* AIM OF THE EXERCISE: Count the lines in the records below that contain the string "found" with matching case. Reply with only that number.

— start of EXERCISE INPUT —

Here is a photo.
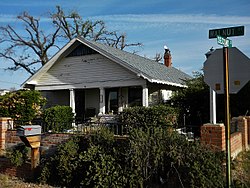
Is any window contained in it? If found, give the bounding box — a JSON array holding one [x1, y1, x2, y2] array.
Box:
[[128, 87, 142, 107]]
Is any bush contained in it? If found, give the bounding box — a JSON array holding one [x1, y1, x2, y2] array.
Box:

— end of EXERCISE INPUT —
— start of EXERCISE INPUT —

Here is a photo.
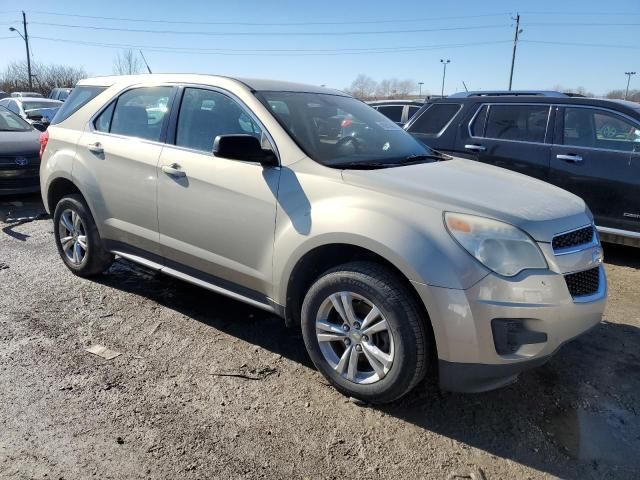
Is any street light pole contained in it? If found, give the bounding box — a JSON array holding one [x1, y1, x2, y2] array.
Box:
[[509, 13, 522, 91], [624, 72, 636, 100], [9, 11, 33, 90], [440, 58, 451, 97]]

— end of EXERCISE INPUT —

* COMPLETE ANSWER: 3